## Short task 1
Locate each line in the entries below that contains the string "stall", and copy every such line in full.
┌─ Page text
Skip to content

Evaluator

Relevant Source Files

The Evaluator is an autonomous service in the Templar framework that continuously assesses model performance by running standardized benchmark tasks on the latest checkpoints. It operates independently from miners and validators, providing objective measurements of model capabilities throughout the training process.

Sources: scripts/evaluator.py:1-40

The Evaluator performs the following key functions:

  1. Monitors for new model checkpoints by window number
  2. Downloads and loads the latest checkpoint
  3. Executes standardized benchmark tasks (e.g., ARC, MMLU, Winogrande)
  4. Logs evaluation results to InfluxDB for monitoring and analysis
  5. Manages resources efficiently for continuous operation

Unlike miners that generate gradients or validators that assess gradient quality, the Evaluator focuses exclusively on measuring the end-to-end capabilities of the current model against established benchmarks.

flowchart TD
    subgraph "Evaluator Service"
        Monitor["Monitor Checkpoints"] --> Detect["Detect New Checkpoint"]
        Detect --> Load["Load Latest Model"]
        Load --> Evaluate["Run Benchmarks"]
        Evaluate --> Log["Log Results"]
        Log --> Cleanup["Clean Resources"]
        Cleanup --> Monitor
    end

    subgraph "External Components"
        R2["Checkpoint Storage"]
        InfluxDB["InfluxDB Metrics"]
        LMEval["LM Evaluation Harness"]
    end

    Load <--> R2
    Evaluate <--> LMEval
    Log --> InfluxDB

Sources: scripts/evaluator.py:125-147 , scripts/evaluator.py:559-568

The Evaluator operates as a standalone service that interacts with the Templar checkpoint storage system and metrics infrastructure. It leverages the Language Model Evaluation Harness (lm-eval) to execute standardized benchmarks.
└─
┌─ Material for this task
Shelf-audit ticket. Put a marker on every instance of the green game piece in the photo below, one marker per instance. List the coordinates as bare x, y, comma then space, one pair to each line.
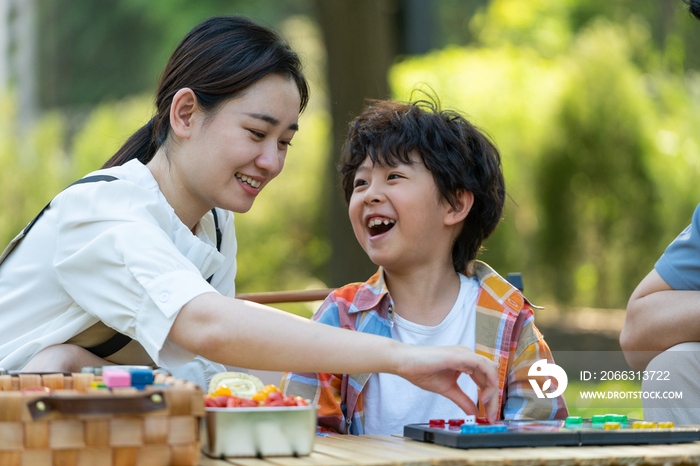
573, 421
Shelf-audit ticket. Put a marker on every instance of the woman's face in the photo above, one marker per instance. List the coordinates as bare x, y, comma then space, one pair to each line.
231, 156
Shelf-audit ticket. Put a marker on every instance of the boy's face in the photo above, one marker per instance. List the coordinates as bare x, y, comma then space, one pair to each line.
399, 216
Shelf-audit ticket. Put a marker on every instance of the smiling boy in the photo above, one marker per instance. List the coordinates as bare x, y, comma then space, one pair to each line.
425, 189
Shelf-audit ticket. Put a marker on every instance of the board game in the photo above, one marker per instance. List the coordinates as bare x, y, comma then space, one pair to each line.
605, 430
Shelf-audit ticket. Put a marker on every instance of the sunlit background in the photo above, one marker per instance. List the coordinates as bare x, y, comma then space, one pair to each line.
594, 104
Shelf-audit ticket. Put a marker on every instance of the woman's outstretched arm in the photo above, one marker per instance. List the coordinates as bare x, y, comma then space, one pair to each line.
245, 334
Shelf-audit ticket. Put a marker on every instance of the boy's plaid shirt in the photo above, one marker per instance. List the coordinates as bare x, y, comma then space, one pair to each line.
505, 333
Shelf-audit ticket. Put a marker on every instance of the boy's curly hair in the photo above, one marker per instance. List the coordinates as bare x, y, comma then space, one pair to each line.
459, 156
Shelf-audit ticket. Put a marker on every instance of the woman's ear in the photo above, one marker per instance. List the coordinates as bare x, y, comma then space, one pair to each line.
459, 211
182, 110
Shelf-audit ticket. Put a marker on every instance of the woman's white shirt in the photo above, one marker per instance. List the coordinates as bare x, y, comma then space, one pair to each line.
113, 252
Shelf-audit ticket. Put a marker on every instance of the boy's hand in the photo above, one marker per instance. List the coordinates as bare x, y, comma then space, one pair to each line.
436, 368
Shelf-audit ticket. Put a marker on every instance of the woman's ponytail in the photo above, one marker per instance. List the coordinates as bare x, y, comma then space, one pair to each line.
141, 145
218, 60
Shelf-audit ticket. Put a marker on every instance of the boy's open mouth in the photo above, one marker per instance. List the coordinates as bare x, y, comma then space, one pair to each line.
379, 225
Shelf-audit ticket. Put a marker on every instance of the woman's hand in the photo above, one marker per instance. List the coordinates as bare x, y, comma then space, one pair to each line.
436, 368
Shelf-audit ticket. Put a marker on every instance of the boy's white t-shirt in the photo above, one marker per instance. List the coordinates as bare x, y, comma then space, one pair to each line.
390, 402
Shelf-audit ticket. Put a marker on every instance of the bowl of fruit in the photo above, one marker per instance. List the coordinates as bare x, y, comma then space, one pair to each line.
246, 419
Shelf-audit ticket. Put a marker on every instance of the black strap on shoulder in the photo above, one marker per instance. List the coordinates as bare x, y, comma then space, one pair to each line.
87, 179
218, 236
218, 230
111, 346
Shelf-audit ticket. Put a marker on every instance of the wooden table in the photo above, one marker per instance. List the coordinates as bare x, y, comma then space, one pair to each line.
380, 450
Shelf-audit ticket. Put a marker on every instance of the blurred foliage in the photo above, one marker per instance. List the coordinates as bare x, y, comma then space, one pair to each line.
599, 147
593, 104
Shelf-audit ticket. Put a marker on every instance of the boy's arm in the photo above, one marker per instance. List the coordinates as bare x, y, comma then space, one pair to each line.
323, 389
658, 317
521, 401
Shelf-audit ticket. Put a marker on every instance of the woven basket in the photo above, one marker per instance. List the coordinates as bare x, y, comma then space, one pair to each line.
77, 425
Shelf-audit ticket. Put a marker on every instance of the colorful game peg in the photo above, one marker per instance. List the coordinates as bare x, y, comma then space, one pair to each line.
114, 378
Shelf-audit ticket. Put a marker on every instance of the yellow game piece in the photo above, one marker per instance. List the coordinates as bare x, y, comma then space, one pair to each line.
222, 390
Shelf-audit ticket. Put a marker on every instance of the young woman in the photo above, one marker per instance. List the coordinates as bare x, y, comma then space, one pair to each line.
138, 266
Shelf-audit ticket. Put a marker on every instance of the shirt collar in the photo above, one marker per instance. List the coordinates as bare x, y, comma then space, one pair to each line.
373, 295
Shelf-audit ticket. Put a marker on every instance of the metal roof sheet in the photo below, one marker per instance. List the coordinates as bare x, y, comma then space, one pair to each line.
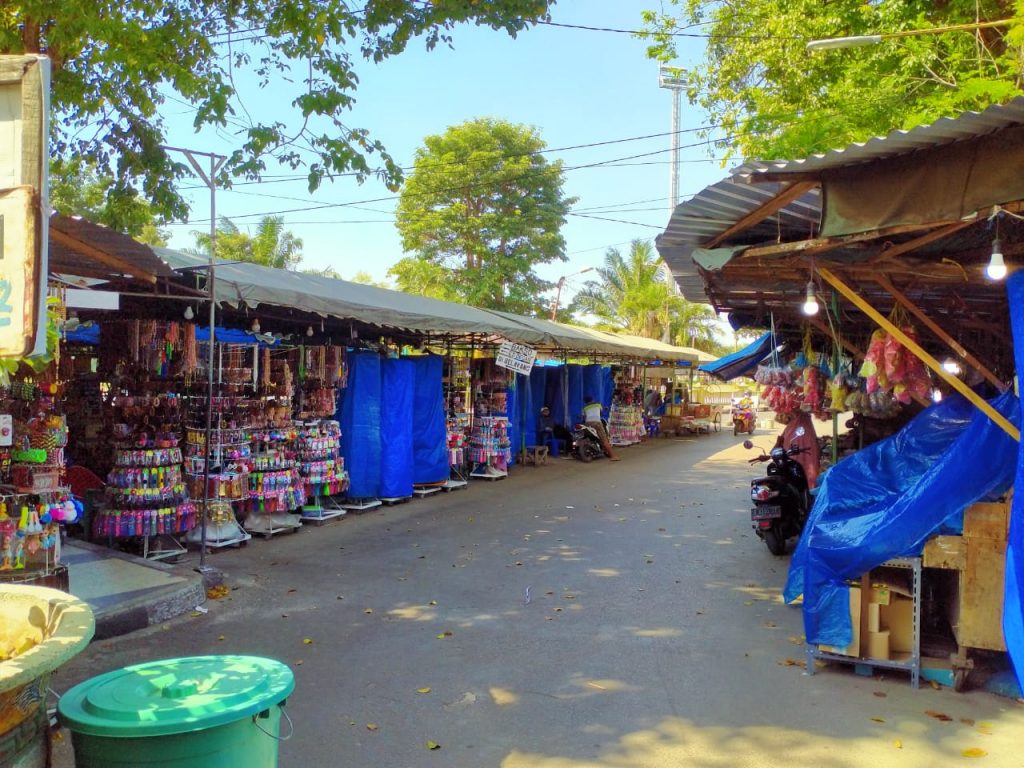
943, 131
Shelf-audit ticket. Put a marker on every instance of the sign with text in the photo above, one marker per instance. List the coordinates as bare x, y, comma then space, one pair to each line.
516, 357
25, 86
19, 280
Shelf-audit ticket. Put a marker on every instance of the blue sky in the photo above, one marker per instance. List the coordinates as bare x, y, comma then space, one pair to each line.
577, 86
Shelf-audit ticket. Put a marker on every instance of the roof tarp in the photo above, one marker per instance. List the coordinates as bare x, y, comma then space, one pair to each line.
947, 183
253, 285
742, 363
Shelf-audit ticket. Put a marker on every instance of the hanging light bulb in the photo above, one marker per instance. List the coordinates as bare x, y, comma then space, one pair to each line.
996, 268
811, 301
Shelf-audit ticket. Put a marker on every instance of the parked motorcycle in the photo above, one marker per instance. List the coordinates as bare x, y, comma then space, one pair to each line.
586, 443
781, 500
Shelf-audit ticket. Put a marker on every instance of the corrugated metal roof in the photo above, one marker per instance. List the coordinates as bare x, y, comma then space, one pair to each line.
946, 130
718, 207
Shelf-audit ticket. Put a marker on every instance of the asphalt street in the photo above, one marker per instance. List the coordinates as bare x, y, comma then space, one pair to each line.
603, 615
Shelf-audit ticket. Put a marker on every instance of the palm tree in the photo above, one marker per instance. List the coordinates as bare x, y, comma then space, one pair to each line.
631, 293
271, 246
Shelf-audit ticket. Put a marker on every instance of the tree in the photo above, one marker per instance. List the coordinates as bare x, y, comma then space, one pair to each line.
77, 189
114, 66
766, 97
270, 246
424, 278
631, 293
484, 206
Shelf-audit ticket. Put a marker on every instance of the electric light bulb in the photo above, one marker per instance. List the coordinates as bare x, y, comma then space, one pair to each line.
811, 302
996, 268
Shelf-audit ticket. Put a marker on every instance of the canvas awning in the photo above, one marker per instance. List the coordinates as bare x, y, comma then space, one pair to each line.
252, 285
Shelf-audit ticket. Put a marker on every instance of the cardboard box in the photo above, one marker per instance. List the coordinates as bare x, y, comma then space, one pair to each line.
878, 645
873, 617
853, 649
987, 520
897, 619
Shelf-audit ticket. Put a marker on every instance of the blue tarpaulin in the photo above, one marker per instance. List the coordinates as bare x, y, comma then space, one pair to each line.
528, 411
887, 500
1013, 605
429, 430
90, 334
397, 380
359, 416
574, 393
742, 363
555, 393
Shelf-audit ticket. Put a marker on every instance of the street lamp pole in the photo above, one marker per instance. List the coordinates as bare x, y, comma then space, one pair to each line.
558, 292
859, 40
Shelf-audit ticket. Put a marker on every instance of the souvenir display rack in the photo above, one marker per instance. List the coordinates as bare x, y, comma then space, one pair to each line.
34, 500
626, 424
147, 498
317, 452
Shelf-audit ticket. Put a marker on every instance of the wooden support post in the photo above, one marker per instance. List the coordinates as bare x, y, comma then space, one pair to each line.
924, 356
935, 329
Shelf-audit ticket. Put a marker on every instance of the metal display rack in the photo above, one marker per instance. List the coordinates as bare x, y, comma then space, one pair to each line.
911, 664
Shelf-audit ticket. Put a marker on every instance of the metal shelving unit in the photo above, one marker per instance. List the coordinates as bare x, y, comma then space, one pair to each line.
911, 665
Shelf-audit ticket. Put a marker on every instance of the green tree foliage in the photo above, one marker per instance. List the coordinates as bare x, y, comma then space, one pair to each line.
270, 246
630, 293
115, 64
77, 189
483, 207
772, 99
424, 278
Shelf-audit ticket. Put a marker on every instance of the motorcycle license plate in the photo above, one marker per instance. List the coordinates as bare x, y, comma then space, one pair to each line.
766, 512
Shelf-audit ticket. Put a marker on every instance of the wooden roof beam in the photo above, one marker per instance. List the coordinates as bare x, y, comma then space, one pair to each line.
786, 196
119, 265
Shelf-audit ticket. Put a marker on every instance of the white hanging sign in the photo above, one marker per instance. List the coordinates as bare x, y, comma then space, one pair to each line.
516, 357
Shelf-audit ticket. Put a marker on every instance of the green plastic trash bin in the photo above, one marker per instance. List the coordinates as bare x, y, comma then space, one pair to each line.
198, 712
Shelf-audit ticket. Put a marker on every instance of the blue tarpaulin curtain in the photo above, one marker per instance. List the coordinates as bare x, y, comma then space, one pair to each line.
887, 500
528, 411
576, 393
429, 431
555, 394
359, 416
742, 363
397, 381
1013, 604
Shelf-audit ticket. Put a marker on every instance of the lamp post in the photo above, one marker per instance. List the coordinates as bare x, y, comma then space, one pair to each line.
859, 40
558, 292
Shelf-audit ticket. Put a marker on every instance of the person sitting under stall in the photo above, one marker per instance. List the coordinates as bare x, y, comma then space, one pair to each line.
592, 418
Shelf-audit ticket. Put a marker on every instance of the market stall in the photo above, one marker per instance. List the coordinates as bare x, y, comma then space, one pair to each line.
882, 264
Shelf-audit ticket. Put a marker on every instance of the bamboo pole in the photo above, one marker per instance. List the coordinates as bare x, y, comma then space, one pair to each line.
924, 356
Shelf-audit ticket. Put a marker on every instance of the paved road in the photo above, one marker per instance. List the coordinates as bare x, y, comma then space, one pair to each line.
610, 615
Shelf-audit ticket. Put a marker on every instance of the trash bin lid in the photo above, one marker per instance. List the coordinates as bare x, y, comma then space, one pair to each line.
175, 695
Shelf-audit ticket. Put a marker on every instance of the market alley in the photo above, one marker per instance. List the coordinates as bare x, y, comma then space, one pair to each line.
567, 616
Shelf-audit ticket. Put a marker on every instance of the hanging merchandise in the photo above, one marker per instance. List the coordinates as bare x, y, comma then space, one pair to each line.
889, 367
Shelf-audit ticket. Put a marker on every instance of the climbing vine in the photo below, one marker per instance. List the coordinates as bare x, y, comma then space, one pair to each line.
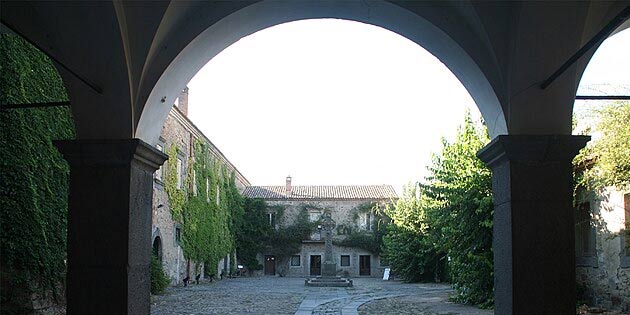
└─
## Short task 2
According to the Evaluator page above, which tool does the Evaluator use to run its standardized benchmarks?

## Reply 1
Shelf-audit ticket. Put a marker on every instance of the person sitting under stall in the photo above, one marker per instance. List the coordinates as bare x, y, comma then space, one pair to each line.
Shelf-audit ticket. Put a marker on every instance of the market stall in the photo above, one marker per instance. List the coordinates as bare x, y, comma then space, one pair to each line.

## Reply 2
The Language Model Evaluation Harness (lm-eval).